▶ [Set problem]: Please output the lines below verbatim, every one from first to last.

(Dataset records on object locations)
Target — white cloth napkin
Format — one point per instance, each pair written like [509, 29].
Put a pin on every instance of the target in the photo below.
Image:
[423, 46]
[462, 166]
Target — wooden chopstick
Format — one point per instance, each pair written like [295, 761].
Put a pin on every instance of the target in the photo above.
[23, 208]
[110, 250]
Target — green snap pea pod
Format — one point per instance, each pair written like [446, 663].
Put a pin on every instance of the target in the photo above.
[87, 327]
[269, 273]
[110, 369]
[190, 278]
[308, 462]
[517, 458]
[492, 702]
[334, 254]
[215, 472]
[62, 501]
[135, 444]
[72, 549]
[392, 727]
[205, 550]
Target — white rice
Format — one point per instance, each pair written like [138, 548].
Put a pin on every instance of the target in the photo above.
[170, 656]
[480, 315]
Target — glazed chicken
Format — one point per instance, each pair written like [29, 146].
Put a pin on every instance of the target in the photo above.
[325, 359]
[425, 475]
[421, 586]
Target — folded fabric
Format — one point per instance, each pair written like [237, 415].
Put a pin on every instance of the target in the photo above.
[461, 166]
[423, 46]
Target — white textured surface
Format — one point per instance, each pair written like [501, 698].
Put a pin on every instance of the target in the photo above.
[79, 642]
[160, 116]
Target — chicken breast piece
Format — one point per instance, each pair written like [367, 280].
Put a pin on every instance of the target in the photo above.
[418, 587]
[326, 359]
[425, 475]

▶ [Finished answer]:
Target — white cloth napkin
Format — one point per instance, each pair written like [509, 29].
Put a pin on every instance of the target in the photo below.
Image:
[423, 46]
[462, 166]
Target — wooden chopstick
Format — one point per instance, each pair written like [295, 761].
Put a pin on every instance of the target in the photo above.
[23, 208]
[110, 250]
Target — green snap pea pod
Format — one point per instance, each pair written like [446, 663].
Put a pin on every instance of the target in the photo above.
[87, 327]
[269, 273]
[110, 369]
[190, 278]
[308, 462]
[517, 458]
[492, 702]
[334, 254]
[215, 472]
[62, 501]
[135, 444]
[72, 549]
[392, 727]
[205, 550]
Target — white rice
Format — one point per instance, each pair written like [138, 548].
Put a pin on every instance of the target in the photo above.
[170, 656]
[480, 315]
Target — glazed chicken
Format — one point per instance, each pair written like [29, 146].
Put a pin on every instance of the target in the photo above.
[325, 359]
[425, 475]
[421, 586]
Target — folded fabric
Format — one point per instance, each pair written like [237, 415].
Put a pin on every instance of the target in the photo above.
[461, 166]
[423, 46]
Target — white textured surface
Format — one point per instance, each pair written like [501, 698].
Put a pin on every instance of the target in the photo above.
[79, 642]
[160, 116]
Target — chicken breast piece
Format — one point per instance, each pair written like [367, 280].
Put a pin on every instance of the target in the photo above.
[418, 587]
[326, 359]
[425, 475]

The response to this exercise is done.